• _Extract provided_
Posted on 26 August 2022
Part I: Water and the industry's value chain
The apparel, footwear, and textiles industry has made some headway on sustainability in the past few years, stepping up target setting and collaboration around chemicals, climate, supply chain reporting and driving toward more sustainable materials.
Nevertheless, one major impact area still remains relatively neglected by the industry: water.
WWF believes that now is the time for the apparel and textiles industry to step up and embrace its vital role in transforming the water management and governance in many of the key production regions – many of which are located in some of the world’s highest water risk regions, such as Southeast Asia.
This report is the first in a series of apparel and textile industry reports. Through these reports, WWF is seeking to harness industry data from the Sustainable Apparel Coalition (SAC) Higg, the Open Apparel Registry (OAR) Database and other sources, to analyse the industry’s biggest impacts on water, the geographical sourcing regions facing the most risk around water, and lay out a long-term vision for how the apparel and textiles industry can transform itself and others through taking a water stewardship approach.
Part I (this report) explores the touchpoints of water along the industry’s value chain, while Part II will unpack water risk and opportunity for key apparel clusters. Lastly, in Part III, we will lay out WWF’s vision on water and our water stewardship program within the apparel and textiles sector.
From the outset, it is important to note that WWF recognizes that there are good efforts underway on water. Industry initiatives like the SAC, Zero Discharge of Hazardous Chemicals (ZDHC), the CEO Water Mandate, and Textile Exchange (TE) all have strong content related to water management – for example, SAC’s Higg Index Facility Environment Module’s questions on water management are helping to create an industry-wide water reporting for factories, while ZDHC’s focus on eliminating toxic chemicals from supply chains means that the industry possesses a de-facto wastewater standard for dye-houses and other high impact sites.
Similarly, the industry is showing signs of recognizing the key role of its value chain as evidenced in the rise of the OAR. However, it is our belief that these activities still only scratch the surface of the industry’s full impact and dependence on water globally.
Indeed, perhaps the best example of the blindspot on water comes through its current absence in the G7 Fashion Pact, which currently only focuses on climate, biodiversity, and oceans, with water being conspicuously absent to date.
WWF works extensively with many apparel and textile brands. Our efforts with many of the industry’s more sustainable brands, have continued to evolve over the years, working to measure and reduce water use and wastewater impacts with brand’s tier 1 and tier 2 suppliers, along with select commitments related to various fibre sourcing.
"To date, we have mapped water intensive processes in tiers one and two of our supply chain, but we know that our business has wider-reaching impacts," said Sharif Hoque, Impact Lead - Water, H&M Group, which produced this first report along with WWF.

• _Questions to answer_
A – Answer these questions from the report on water in the apparel and textiles industry:
(i) Which three areas does the G7 Fashion Pact currently focus on?
(ii) What will Part II of the report series unpack?
(iii) What position does Sharif Hoque hold?
B – Continue the report on water in the apparel and textiles industry from its final paragraph.

• _Dataset_
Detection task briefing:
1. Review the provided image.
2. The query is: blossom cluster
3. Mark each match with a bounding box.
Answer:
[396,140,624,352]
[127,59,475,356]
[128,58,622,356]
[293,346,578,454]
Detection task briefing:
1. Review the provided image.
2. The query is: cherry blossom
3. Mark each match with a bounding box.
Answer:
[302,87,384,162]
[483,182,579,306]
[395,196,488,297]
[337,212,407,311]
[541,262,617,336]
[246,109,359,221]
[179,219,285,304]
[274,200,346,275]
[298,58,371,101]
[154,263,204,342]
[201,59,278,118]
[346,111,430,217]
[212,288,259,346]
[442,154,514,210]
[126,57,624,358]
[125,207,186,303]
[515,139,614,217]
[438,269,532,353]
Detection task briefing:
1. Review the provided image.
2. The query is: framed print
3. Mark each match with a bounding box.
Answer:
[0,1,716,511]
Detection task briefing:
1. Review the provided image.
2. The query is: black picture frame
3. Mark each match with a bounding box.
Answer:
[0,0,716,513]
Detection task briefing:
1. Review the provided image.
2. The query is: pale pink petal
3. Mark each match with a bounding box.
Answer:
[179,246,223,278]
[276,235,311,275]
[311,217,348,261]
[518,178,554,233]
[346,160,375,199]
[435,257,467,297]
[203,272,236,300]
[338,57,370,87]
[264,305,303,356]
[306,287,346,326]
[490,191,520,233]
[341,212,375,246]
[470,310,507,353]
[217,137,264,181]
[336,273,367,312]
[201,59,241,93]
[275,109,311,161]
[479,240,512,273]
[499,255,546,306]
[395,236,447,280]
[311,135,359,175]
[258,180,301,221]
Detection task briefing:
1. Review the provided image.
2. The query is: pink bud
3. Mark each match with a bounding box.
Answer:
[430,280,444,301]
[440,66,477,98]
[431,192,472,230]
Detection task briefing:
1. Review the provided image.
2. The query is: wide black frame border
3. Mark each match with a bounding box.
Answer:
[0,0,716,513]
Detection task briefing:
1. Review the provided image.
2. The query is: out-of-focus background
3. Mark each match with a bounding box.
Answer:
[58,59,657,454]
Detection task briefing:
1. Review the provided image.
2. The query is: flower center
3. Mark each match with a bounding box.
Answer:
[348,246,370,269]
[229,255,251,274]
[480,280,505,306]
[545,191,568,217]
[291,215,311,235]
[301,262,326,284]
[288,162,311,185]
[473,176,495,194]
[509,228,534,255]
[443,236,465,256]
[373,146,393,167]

• _Results in order_
A –
(i) Climate, biodiversity, and oceans.
(ii) Water risk and opportunity for key apparel clusters.
(iii) Impact Lead - Water, H&M Group.

B –
"Adopting a water stewardship approach has moved us to act beyond our supply chain. It’s helped us to see water through the eyes of others and appreciate its true value. In addition, we’ve discovered innovative solutions that we could never have created alone. On top of working with external partners, we are also making changes to how we tackle water issues within our own operations, right from the design stage through to how we reuse and recycle products," added Hoque.
This is a good starting point, but there are two issues to note: (1) these companies represent many of the leading actors, not the mainstream, and (2) even with leaders, there remains a need to push further into the value chain, into mills not yet mapped by companies, into outsourced wet processing and laundry units, and, in particular more deeply into the specific locations of raw material sourcing.
"We are currently working with WWF to explore how we can analyse the full value chain, including fibre production and the customer use phase. We welcome this report and believe it will help our industry gain a better appreciation of the breadth and depth of its impact," said Hoque.
In particulr, the apparel and textiles industry has only just begun to take on board many of the complexities of water: its multi-aspect, local, contextual, seasonal, time-bound nature. Very few companies have a strong understanding of the wider hydrological landscape and the roles of other water users, regulators and the environment in finding meaningful solutions.
Likewise, the sector has yet to fully embrace how water, and the stories that it brings, can also be a source of opportunity, brand enhancement and revenue growth.
"It is our hope that these reports can further drive the industry forward to embrace water stewardship. The analysis and the resulting transformational vision aims not to critique, but to support companies and help them to join collective efforts in key production regions," said Alexis Morgan, WWG Global Water Stewardship Lead. "Only by working together can we collectively tackle the shared water challenges that will ultimately benefit people, planet and business."
"No matter what your size or experience, these reports from WWF will build your understanding and help you get started," concluded Hoque. "At H&M Group, we call our work on water ‘a journey’ and invite everybody to join us."